● **Consignes**:
• 1. D'après l'extrait sur les séparatistes du Sud du Brésil, quel pourcentage d'avis positifs recueille le gouvernement Temer ?
• 2. Poursuivez le texte sur l'État fédéral brésilien et les séparatistes du Sud à partir de sa dernière phrase.

● **Extrait**:
———

Un Etat fédéral affaibli par les affaires
Lava Jato oblige, Brasilia ne bénéficie pas d’un contexte particulièrement favorable. « L’État fédéral est affaibli. Le gouvernement Temer n’a que 3 % d’avis positifs. C’est donc facile de l’attaquer », indique Luís Renato Vedovato. « Aujourd’hui, on lutte pour l’indépendance parce que l’État brésilien est une farce, il n’arrive plus à protéger les droits de tous les Brésiliens », renchérit Celso Deucher. Reste que les séparatistes semblent prêts à rechercher un compromis. Pour Celso Deucher, « tout est possible avec la démocratie. Nous ne sommes pas radicaux, nous voulons instaurer un dialogue. Nous voulons que Brasilia comprenne que nous n’avons pas assez d’autonomie. Et nous nous sentons mal représentés. Il faut 4 millions d’électeurs pour élire un sénateur du Sud, contre 96.000 pour certains sénateurs du Nordeste. »

———

● **Lignes**:
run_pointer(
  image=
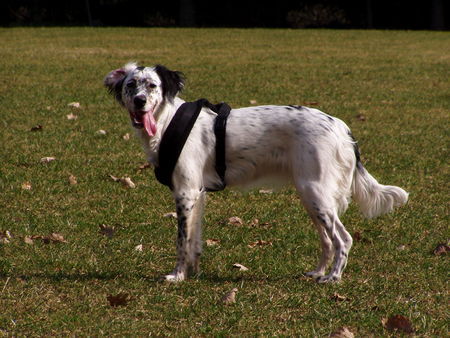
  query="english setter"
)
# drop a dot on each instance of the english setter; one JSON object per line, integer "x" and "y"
{"x": 313, "y": 150}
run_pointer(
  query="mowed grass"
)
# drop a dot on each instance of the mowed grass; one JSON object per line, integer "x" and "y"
{"x": 392, "y": 89}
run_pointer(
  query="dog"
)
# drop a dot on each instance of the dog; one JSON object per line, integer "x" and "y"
{"x": 293, "y": 144}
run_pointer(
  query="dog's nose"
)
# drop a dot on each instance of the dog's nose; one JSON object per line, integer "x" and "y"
{"x": 140, "y": 101}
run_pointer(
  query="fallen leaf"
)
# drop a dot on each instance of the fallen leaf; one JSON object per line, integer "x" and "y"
{"x": 114, "y": 178}
{"x": 240, "y": 267}
{"x": 74, "y": 105}
{"x": 361, "y": 117}
{"x": 26, "y": 186}
{"x": 441, "y": 249}
{"x": 398, "y": 322}
{"x": 342, "y": 332}
{"x": 259, "y": 243}
{"x": 55, "y": 237}
{"x": 47, "y": 159}
{"x": 106, "y": 230}
{"x": 127, "y": 182}
{"x": 5, "y": 236}
{"x": 121, "y": 299}
{"x": 212, "y": 242}
{"x": 230, "y": 297}
{"x": 28, "y": 240}
{"x": 145, "y": 166}
{"x": 235, "y": 221}
{"x": 170, "y": 215}
{"x": 72, "y": 180}
{"x": 338, "y": 298}
{"x": 52, "y": 238}
{"x": 71, "y": 116}
{"x": 254, "y": 222}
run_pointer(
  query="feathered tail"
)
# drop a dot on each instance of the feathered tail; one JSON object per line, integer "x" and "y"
{"x": 373, "y": 198}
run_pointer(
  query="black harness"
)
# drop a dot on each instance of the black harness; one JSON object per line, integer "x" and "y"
{"x": 177, "y": 132}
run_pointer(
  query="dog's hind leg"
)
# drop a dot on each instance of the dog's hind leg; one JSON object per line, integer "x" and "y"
{"x": 189, "y": 205}
{"x": 332, "y": 233}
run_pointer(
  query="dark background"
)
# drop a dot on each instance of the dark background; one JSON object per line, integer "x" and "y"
{"x": 378, "y": 14}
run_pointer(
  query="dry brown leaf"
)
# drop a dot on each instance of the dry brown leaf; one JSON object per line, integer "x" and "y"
{"x": 56, "y": 238}
{"x": 398, "y": 322}
{"x": 342, "y": 332}
{"x": 26, "y": 186}
{"x": 235, "y": 221}
{"x": 28, "y": 240}
{"x": 441, "y": 249}
{"x": 361, "y": 117}
{"x": 145, "y": 166}
{"x": 71, "y": 116}
{"x": 121, "y": 299}
{"x": 259, "y": 243}
{"x": 240, "y": 267}
{"x": 72, "y": 180}
{"x": 170, "y": 215}
{"x": 212, "y": 242}
{"x": 106, "y": 230}
{"x": 338, "y": 298}
{"x": 47, "y": 159}
{"x": 52, "y": 238}
{"x": 114, "y": 178}
{"x": 74, "y": 105}
{"x": 5, "y": 236}
{"x": 230, "y": 297}
{"x": 127, "y": 182}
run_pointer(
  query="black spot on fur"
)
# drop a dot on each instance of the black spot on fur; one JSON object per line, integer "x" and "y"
{"x": 172, "y": 82}
{"x": 357, "y": 153}
{"x": 116, "y": 90}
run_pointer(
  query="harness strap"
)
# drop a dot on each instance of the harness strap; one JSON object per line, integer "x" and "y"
{"x": 178, "y": 131}
{"x": 220, "y": 126}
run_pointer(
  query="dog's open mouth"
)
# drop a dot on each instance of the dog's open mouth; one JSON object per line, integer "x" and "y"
{"x": 144, "y": 119}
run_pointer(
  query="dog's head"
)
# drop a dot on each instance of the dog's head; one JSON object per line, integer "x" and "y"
{"x": 143, "y": 91}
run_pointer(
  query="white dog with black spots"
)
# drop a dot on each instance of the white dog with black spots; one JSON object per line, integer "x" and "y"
{"x": 304, "y": 146}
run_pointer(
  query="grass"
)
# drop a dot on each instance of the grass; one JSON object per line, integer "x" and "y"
{"x": 397, "y": 80}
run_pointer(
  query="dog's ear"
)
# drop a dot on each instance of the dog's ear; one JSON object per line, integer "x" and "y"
{"x": 114, "y": 80}
{"x": 172, "y": 82}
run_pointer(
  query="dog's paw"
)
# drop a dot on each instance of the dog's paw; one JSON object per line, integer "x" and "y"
{"x": 174, "y": 277}
{"x": 314, "y": 274}
{"x": 328, "y": 279}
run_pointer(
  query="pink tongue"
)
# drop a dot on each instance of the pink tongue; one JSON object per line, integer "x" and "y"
{"x": 149, "y": 124}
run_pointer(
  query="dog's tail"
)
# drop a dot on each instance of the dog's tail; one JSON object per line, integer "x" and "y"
{"x": 373, "y": 198}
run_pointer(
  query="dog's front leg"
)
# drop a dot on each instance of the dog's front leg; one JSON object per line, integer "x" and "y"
{"x": 189, "y": 213}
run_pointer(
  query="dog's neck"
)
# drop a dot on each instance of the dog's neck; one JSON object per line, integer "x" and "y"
{"x": 163, "y": 117}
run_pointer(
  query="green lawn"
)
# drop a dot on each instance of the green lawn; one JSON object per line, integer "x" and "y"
{"x": 392, "y": 89}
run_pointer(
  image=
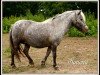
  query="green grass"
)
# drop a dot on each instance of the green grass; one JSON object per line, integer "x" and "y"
{"x": 90, "y": 21}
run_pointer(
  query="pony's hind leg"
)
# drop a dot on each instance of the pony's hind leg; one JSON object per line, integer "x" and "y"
{"x": 46, "y": 56}
{"x": 12, "y": 59}
{"x": 26, "y": 49}
{"x": 13, "y": 53}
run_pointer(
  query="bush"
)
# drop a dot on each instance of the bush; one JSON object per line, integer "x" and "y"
{"x": 90, "y": 21}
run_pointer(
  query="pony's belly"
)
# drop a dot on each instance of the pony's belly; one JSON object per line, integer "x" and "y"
{"x": 39, "y": 43}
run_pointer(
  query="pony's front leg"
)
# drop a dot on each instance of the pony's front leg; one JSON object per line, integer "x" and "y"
{"x": 54, "y": 48}
{"x": 26, "y": 49}
{"x": 46, "y": 56}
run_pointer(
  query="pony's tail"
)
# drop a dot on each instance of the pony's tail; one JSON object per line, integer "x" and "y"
{"x": 13, "y": 49}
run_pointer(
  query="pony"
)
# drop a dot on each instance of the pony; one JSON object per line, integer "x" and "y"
{"x": 44, "y": 34}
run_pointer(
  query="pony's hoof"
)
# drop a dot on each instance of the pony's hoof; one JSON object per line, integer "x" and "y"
{"x": 56, "y": 68}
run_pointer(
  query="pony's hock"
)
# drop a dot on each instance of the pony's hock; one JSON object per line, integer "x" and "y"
{"x": 44, "y": 34}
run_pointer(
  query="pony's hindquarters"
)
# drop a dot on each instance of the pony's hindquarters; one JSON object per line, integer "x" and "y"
{"x": 14, "y": 49}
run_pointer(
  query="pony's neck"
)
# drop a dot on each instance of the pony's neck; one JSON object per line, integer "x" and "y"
{"x": 63, "y": 23}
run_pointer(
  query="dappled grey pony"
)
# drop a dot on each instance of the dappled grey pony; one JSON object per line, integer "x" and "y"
{"x": 44, "y": 34}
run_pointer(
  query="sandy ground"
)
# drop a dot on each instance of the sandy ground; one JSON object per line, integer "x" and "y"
{"x": 74, "y": 55}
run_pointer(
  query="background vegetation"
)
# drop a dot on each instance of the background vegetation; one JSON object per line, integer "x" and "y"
{"x": 39, "y": 11}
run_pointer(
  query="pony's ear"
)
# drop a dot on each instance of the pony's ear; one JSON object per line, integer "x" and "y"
{"x": 79, "y": 12}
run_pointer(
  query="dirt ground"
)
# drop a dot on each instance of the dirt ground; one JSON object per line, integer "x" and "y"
{"x": 74, "y": 55}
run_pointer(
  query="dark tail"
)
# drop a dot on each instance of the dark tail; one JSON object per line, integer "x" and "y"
{"x": 13, "y": 49}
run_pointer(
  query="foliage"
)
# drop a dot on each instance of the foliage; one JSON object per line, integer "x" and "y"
{"x": 90, "y": 20}
{"x": 91, "y": 23}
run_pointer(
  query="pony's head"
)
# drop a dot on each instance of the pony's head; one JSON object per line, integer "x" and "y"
{"x": 79, "y": 21}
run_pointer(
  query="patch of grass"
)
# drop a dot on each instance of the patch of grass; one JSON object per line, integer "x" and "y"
{"x": 6, "y": 69}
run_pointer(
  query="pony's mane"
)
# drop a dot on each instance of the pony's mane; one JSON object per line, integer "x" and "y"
{"x": 62, "y": 14}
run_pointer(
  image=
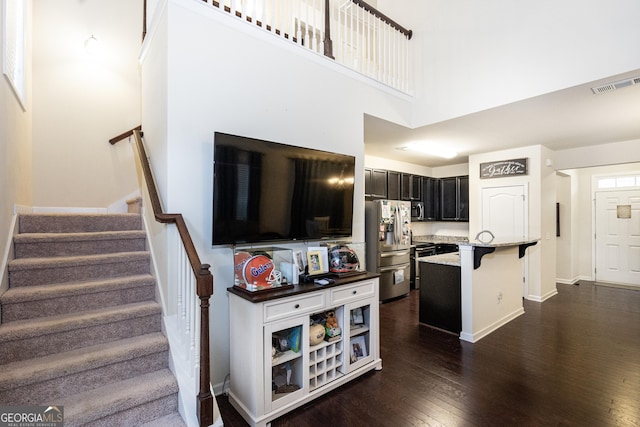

———

● **Réponses attendues**:
• 1. Le gouvernement Temer n'a que 3 % d'avis positifs.

• 2.
Par le passé, les autres consultations Plebisul ont recueilli près de 90 % de votes favorables à la sécession, mais avec une participation ne dépassant pas les 2 %, selon le professeur Vedovato. Samedi, le mouvement O Sul é o meu País espère atteindre la barre du million de votants.